#### [READING PASSAGE]
=== Section Start ===

What does good look like?

DORA’s research has also benchmarked companies against these metrics. According to this benchmark, “elite” performers distinguish themselves by on-demand deployment frequency, a change lead time of less than one day, a change fail percentage of 0-15%, and an MTTR of less than one hour. In the 2021 “State of DevOps Report”, 26% of participating organizations fell into the elite category, up from 7% in the 2018 report.

 

Is your organization “elite” yet? Start measuring and find out.

Three tips for using the four key metrics

 

Like most things in life, the devil is always in the details. While the Four Key Metrics provide a lodestar for organizations looking to drive improvements, you need to exercise a degree of caution in how you actually implement these ideas in real life.

 

Here are three good practices you can follow to ensure that the steps you take to improve key metric performance have the right impact on your people, your organization and your customers.

 

  1. Use the metrics to shift your perception of risky

    There are two things in these metrics that are still counterintuitive for many execs when it comes to risk assessment. First, the fact that rolling out changes more frequently ultimately reduces risk of failures. If your teams want to be always ready to deploy, they will necessarily have to adopt behaviors that facilitate this, such as automated testing throughout the development process.

    And secondly, the shift towards a focus on “mean time to restore”, away from a pure focus on low incident numbers. This means a mindshift for leaders as well as teams. Have you started incentivizing teams for these metrics, and are you praising them for quick restore times?

  2. Don’t wait for tools to start measuring

    We have seen many organizations delay using the metrics while looking for a tool to do this, or even building one. The appeal of a tool is that it can provide a convenient dashboard with relevant performance stats. But actually choosing a tool isn’t so straightforward: a number of different tools have already emerged, each with different strengths and weaknesses, many even using the wrong data to measure. You may not need tools to get started because you can already get pretty meaningful data by surveying the teams regularly, using the questions in DORA’s quick check tool. Even though the precision is not as high, this method gives you a first indication of where your organization stands, and what the trends are. Don’t let yourself get put off because of a lack of tooling.

  3. Consider context when comparing performance across internal teams

    The four key metrics provide a strong framework for understanding development and deployment performance that can be used to broadly compare teams to one another. However, when doing so, it’s important to keep in mind that each of your software teams is subject to different conditions and requirements that can influence their priorities — and in turn, their performance on these key metrics.

    Teams who take care of systems that are 20 years old — and deal with all the complexity that brings — will have to invest a lot to improve when it comes to the Four Key Metrics. Other teams, say ones who are building new things from scratch, with modern technologies, will have a much easier time to achieve the “elite” benchmark. Your teams working on business-critical services, with lots of changes, will have a much higher priority to invest in respective improvements than teams taking care of less critical applications. So while the Four Key Metrics make for useful comparisons and do tell you what good looks like in general, you still have to keep in mind the balance of costs and benefits of investing in improvements for each of the services.
     

Don’t lose your way in the pursuit of performance

 

The Four Key Metrics are a useful way of thinking about your software teams’ performance. But no metric is more important than the overarching goal of becoming an organization that can effectively meet the needs of its services’ end users. So while these metrics are very solid leading indicators of software delivery performance they shouldn’t become your teams’ main purpose. You want your teams to focus on adopting behaviors that support organizational performance — not just working towards metrics.

=== Section End ===

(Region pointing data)

=== Section Start ===

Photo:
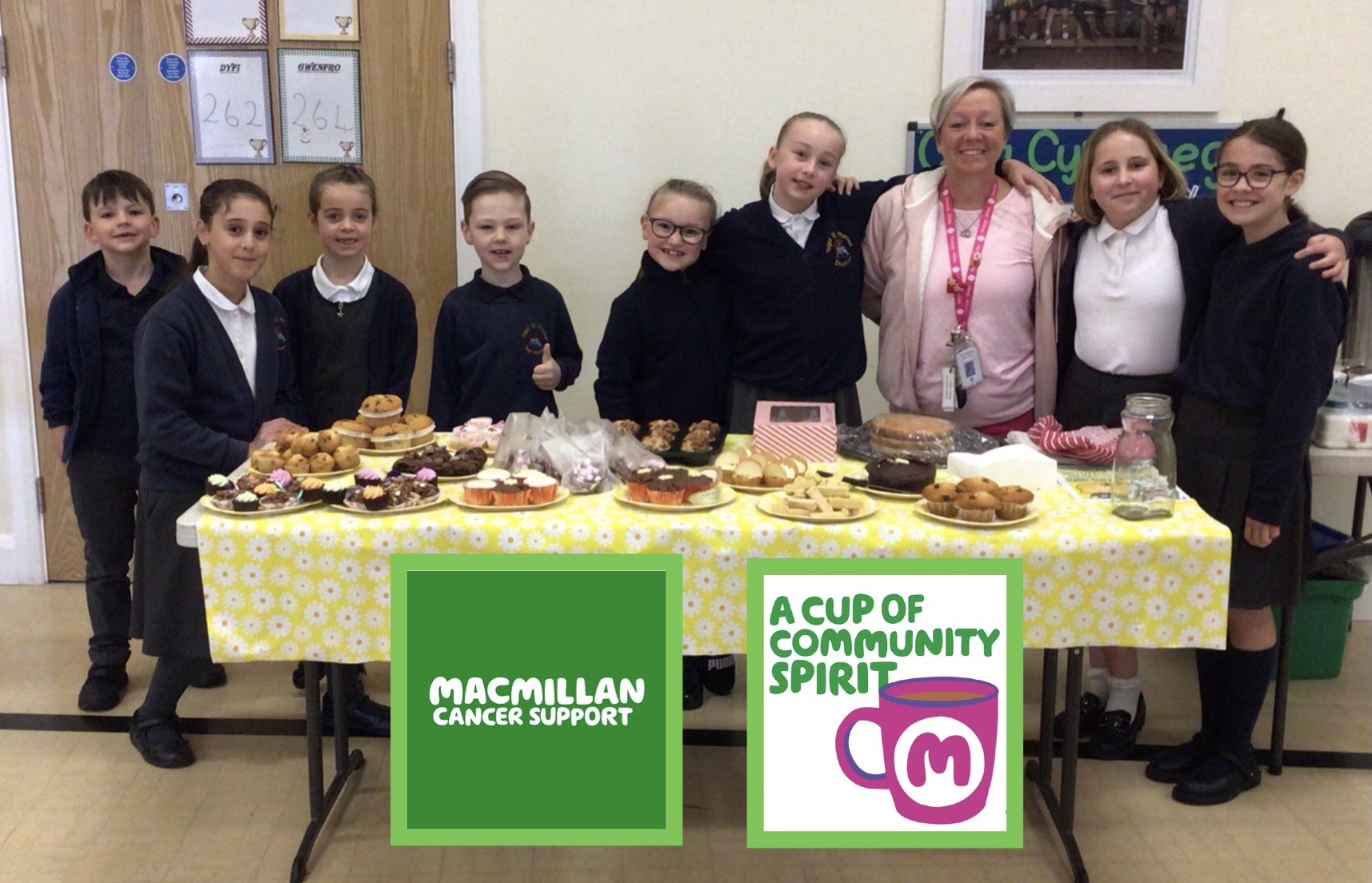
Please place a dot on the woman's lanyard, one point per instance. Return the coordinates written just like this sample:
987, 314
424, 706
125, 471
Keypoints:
966, 370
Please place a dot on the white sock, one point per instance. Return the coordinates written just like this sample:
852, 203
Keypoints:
1124, 694
1098, 681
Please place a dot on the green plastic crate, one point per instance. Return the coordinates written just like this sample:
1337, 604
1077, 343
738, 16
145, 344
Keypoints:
1322, 627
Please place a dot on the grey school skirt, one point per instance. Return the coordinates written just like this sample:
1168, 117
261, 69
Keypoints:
168, 594
1214, 465
1092, 398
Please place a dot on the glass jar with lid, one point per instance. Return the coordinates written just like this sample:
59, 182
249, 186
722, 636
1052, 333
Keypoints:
1145, 479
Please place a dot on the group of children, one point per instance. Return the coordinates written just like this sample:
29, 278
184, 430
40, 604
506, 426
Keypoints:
762, 303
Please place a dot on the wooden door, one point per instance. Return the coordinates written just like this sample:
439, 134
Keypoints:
70, 120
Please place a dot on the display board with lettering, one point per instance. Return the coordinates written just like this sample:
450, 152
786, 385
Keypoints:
230, 106
320, 106
1055, 151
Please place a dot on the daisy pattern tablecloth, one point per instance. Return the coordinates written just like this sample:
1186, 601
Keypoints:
316, 585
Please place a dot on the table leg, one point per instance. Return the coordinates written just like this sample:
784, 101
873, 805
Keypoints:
1279, 696
346, 763
1061, 809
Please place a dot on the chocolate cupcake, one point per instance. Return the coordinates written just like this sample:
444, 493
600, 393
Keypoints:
905, 475
375, 498
335, 491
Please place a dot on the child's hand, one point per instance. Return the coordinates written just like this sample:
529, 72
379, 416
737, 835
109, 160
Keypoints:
548, 374
844, 184
1022, 178
1333, 258
269, 432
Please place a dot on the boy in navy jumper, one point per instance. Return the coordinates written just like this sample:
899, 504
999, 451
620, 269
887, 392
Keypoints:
86, 391
504, 342
354, 335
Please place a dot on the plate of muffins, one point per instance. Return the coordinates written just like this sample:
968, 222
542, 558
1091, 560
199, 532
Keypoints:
977, 502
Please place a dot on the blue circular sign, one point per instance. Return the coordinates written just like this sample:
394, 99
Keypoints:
122, 66
172, 67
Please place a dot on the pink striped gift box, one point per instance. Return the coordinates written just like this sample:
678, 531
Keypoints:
796, 428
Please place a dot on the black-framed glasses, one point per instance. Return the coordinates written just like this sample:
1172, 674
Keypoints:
690, 235
1258, 178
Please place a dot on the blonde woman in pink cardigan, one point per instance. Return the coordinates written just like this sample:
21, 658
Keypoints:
958, 268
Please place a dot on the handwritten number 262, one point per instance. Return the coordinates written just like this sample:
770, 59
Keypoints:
230, 117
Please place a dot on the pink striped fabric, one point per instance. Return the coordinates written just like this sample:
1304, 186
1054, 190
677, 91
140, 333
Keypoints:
1094, 445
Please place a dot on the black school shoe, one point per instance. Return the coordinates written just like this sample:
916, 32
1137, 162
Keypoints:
718, 675
103, 689
159, 741
1092, 708
1218, 781
1114, 737
364, 719
210, 677
1172, 765
693, 694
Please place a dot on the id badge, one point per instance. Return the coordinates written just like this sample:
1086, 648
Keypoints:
967, 364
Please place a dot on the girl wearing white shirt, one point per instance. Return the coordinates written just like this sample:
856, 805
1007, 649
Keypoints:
214, 382
1132, 291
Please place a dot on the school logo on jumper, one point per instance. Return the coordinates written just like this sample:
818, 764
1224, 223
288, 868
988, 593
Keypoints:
886, 702
537, 700
840, 247
534, 338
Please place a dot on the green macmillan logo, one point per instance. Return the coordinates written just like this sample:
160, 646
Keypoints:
495, 702
538, 702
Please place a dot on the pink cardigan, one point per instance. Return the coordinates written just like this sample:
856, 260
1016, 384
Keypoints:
896, 269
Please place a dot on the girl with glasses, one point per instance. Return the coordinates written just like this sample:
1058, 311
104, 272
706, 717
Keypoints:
1256, 374
1132, 290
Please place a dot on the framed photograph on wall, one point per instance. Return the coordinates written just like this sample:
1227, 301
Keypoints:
320, 106
230, 107
224, 22
318, 19
1092, 55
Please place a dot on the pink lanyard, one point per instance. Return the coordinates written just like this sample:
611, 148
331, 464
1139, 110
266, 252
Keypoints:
961, 287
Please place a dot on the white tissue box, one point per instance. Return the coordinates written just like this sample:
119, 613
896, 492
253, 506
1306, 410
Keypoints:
1013, 464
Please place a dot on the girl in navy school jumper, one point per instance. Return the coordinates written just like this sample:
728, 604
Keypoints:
214, 382
666, 349
1132, 203
1254, 378
354, 328
792, 269
353, 335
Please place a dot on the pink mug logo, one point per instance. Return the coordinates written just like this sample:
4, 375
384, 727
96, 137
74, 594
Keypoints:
938, 745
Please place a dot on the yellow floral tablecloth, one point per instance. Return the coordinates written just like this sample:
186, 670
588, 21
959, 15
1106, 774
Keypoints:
316, 585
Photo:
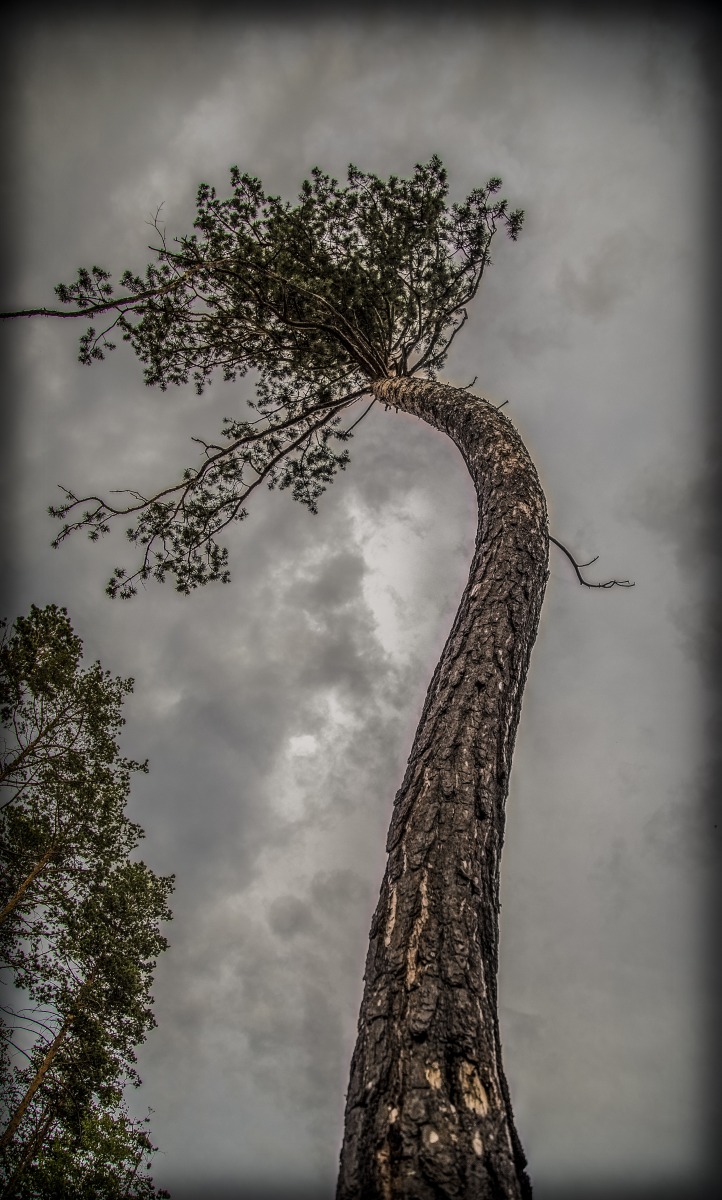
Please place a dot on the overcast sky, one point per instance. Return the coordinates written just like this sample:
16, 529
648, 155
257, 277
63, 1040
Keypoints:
277, 712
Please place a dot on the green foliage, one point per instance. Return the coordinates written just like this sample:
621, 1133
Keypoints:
318, 298
79, 919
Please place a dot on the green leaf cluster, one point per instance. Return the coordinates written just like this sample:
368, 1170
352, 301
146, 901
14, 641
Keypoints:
79, 917
317, 298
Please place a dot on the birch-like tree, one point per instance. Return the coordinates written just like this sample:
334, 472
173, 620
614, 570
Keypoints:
79, 923
354, 295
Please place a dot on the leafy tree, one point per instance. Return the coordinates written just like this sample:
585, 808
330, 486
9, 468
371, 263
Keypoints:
360, 291
80, 919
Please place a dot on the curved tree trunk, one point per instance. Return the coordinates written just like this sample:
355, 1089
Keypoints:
428, 1114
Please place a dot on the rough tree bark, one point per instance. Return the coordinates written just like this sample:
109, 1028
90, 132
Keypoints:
428, 1114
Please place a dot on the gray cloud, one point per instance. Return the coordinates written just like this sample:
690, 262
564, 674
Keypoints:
277, 712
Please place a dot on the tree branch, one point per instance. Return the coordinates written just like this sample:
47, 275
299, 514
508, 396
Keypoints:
609, 583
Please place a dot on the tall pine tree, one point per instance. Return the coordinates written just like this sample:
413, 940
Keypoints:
359, 292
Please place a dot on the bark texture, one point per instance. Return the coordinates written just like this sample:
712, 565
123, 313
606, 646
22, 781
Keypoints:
428, 1114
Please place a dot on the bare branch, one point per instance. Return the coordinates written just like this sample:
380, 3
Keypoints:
609, 583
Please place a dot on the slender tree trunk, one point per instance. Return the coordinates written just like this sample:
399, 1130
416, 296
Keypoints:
29, 1155
55, 1044
428, 1115
12, 1126
30, 879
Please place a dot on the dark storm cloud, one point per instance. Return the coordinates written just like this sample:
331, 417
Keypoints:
277, 712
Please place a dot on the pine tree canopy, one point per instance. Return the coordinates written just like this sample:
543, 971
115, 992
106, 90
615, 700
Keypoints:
318, 299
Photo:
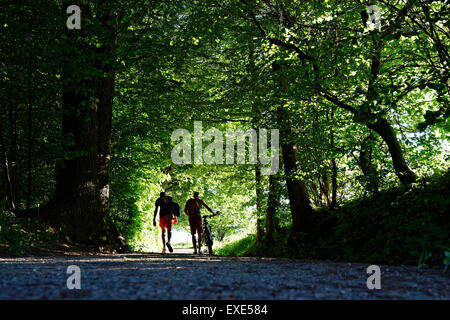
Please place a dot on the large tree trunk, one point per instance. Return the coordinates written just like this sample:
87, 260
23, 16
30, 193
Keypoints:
80, 201
366, 163
7, 175
259, 195
301, 209
273, 202
387, 133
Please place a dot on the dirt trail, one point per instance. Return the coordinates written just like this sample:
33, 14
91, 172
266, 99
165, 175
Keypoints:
184, 276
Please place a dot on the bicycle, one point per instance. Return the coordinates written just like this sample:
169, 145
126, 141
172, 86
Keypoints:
207, 236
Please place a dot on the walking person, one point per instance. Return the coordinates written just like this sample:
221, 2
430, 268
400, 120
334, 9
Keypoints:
193, 210
167, 217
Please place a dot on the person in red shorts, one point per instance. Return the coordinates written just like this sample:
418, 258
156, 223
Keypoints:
193, 210
166, 219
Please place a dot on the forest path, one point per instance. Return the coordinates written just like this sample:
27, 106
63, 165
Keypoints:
185, 276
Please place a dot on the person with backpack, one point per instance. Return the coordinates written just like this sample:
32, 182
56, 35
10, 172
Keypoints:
193, 210
168, 213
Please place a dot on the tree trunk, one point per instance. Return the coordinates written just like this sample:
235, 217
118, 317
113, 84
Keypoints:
273, 202
259, 195
80, 201
301, 209
386, 131
366, 164
7, 175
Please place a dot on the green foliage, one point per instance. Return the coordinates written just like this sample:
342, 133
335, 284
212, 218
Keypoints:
19, 237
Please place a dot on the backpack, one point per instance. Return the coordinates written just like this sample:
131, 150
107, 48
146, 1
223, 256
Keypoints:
191, 206
175, 209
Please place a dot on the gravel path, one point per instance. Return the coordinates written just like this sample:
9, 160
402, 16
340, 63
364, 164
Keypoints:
184, 276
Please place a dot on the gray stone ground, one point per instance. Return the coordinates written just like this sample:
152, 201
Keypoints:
184, 276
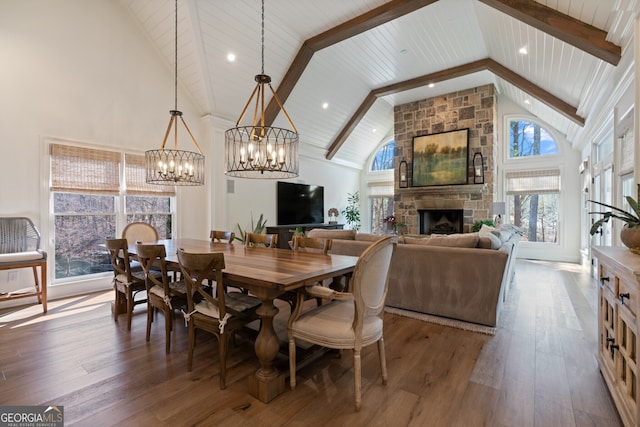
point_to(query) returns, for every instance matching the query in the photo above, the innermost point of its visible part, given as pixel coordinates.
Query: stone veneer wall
(474, 109)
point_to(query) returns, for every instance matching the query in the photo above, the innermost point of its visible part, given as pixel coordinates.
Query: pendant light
(260, 151)
(174, 166)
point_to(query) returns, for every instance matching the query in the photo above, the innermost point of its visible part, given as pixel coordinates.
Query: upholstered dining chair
(162, 294)
(258, 239)
(218, 236)
(126, 282)
(220, 315)
(139, 232)
(353, 319)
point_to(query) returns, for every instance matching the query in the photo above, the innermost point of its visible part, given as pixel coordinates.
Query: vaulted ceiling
(363, 57)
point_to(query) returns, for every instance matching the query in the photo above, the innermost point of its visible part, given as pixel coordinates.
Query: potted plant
(256, 229)
(630, 233)
(352, 211)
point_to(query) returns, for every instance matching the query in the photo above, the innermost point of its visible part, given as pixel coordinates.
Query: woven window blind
(135, 175)
(527, 182)
(85, 170)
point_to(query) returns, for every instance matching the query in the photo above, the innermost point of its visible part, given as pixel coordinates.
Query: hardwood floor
(538, 370)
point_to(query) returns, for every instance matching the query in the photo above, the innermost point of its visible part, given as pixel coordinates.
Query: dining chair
(127, 283)
(260, 239)
(162, 294)
(218, 236)
(311, 245)
(352, 320)
(220, 315)
(139, 232)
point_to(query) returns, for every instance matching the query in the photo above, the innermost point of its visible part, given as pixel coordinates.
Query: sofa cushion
(489, 233)
(468, 240)
(416, 240)
(332, 234)
(367, 237)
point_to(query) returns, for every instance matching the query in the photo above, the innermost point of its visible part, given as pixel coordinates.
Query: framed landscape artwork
(441, 158)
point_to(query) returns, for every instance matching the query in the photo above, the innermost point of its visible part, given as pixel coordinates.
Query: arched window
(384, 157)
(529, 139)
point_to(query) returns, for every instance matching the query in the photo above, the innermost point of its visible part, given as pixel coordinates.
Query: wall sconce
(404, 178)
(478, 168)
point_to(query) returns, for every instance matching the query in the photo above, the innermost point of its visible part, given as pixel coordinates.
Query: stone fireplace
(464, 204)
(441, 221)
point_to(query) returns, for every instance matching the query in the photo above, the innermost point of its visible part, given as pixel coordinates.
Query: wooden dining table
(266, 273)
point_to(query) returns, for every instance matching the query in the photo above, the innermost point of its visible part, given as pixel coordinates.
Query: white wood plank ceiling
(444, 34)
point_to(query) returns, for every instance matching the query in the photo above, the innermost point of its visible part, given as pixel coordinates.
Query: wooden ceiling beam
(378, 16)
(537, 92)
(566, 28)
(461, 70)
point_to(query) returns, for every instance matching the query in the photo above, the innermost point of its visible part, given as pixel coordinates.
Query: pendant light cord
(175, 84)
(262, 36)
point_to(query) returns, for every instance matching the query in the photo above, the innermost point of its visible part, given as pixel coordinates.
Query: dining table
(266, 273)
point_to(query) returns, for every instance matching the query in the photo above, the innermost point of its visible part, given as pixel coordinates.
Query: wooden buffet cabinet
(618, 307)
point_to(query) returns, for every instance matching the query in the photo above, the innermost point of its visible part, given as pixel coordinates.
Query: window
(533, 203)
(86, 190)
(384, 157)
(529, 139)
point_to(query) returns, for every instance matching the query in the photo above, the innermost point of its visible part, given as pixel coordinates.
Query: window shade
(86, 170)
(527, 182)
(135, 175)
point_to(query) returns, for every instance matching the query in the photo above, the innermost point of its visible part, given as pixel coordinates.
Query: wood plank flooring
(538, 370)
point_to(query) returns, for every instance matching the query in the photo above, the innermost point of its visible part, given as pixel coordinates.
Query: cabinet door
(626, 358)
(608, 325)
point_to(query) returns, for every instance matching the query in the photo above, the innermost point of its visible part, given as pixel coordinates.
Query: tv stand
(285, 235)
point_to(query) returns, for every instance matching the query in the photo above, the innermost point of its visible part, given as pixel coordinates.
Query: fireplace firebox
(441, 221)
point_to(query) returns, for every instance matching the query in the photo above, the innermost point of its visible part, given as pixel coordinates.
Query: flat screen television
(300, 204)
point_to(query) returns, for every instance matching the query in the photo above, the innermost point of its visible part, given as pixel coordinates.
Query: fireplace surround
(441, 221)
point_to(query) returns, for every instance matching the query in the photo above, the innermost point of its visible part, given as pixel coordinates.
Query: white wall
(258, 196)
(82, 71)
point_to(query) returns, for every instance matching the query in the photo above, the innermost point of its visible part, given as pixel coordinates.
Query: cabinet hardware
(623, 296)
(613, 347)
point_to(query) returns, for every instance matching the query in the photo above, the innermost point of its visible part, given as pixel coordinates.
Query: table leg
(267, 382)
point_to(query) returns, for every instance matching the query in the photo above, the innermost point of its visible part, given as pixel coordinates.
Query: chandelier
(260, 151)
(173, 166)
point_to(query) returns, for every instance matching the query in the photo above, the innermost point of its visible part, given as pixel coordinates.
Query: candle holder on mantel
(402, 172)
(478, 168)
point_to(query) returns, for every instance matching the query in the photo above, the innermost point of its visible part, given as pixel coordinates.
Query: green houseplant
(630, 233)
(352, 211)
(258, 228)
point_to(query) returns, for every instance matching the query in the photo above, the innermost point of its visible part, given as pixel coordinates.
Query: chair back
(119, 256)
(256, 239)
(311, 244)
(370, 279)
(139, 232)
(198, 267)
(148, 256)
(218, 236)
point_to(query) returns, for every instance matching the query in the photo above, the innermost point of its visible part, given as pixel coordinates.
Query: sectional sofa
(460, 276)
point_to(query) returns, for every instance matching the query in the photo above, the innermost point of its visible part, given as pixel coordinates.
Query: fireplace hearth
(441, 221)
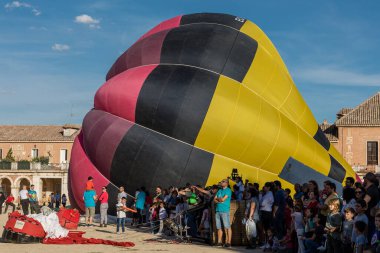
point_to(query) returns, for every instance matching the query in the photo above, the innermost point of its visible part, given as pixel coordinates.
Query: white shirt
(120, 214)
(241, 186)
(267, 202)
(120, 195)
(24, 194)
(298, 220)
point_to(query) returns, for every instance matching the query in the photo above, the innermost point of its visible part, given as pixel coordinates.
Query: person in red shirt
(9, 202)
(103, 206)
(2, 199)
(90, 184)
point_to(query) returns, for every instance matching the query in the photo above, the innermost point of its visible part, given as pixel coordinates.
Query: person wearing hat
(372, 197)
(222, 214)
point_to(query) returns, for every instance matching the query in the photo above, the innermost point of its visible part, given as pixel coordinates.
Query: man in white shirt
(121, 215)
(24, 200)
(121, 194)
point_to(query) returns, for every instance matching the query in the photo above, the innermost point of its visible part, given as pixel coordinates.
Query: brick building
(29, 144)
(356, 134)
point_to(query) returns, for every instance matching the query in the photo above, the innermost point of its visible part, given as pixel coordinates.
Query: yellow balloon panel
(260, 72)
(278, 88)
(219, 115)
(243, 125)
(221, 168)
(285, 147)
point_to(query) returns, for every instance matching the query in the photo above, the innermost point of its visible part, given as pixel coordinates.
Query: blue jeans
(120, 222)
(222, 217)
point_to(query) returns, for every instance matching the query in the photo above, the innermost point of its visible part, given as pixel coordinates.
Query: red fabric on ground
(75, 237)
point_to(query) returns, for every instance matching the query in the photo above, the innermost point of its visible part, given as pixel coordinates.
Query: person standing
(121, 194)
(121, 215)
(140, 202)
(9, 202)
(222, 215)
(278, 210)
(2, 200)
(64, 200)
(24, 200)
(103, 198)
(89, 198)
(52, 200)
(33, 200)
(266, 207)
(371, 198)
(57, 200)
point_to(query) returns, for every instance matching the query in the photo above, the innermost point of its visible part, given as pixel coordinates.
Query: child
(375, 245)
(348, 226)
(204, 226)
(333, 227)
(268, 246)
(299, 227)
(120, 207)
(313, 242)
(287, 242)
(162, 216)
(90, 184)
(360, 208)
(360, 228)
(309, 223)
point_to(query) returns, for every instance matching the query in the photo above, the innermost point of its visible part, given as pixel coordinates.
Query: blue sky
(54, 55)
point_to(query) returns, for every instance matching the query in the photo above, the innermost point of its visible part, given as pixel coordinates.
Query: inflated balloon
(193, 98)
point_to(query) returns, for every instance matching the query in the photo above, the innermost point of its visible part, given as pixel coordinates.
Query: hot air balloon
(193, 98)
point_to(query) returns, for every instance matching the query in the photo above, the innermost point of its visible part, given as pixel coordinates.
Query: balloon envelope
(193, 98)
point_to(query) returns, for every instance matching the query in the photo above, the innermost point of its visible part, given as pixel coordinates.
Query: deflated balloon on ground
(193, 98)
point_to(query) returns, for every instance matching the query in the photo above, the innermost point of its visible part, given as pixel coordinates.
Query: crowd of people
(309, 218)
(28, 202)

=== Section End ===

#### [TASKS AND EXERCISES]
1. List the four criteria that, according to the four key metrics article, set apart the "elite" performers in DORA's benchmark.
2. Reproduce the four key metrics article from "Here are three" to "and your customers.".
3. In the four key metrics article, what share of participating organizations fell into the elite category in the 2018 report?

#### [RESPONSES PER TASK]
1.
On-demand deployment frequency
A change lead time of less than one day
A change fail percentage of 0-15%
An MTTR of less than one hour

2.
Here are three good practices you can follow to ensure that the steps you take to improve key metric performance have the right impact on your people, your organization and your customers.

3. 7%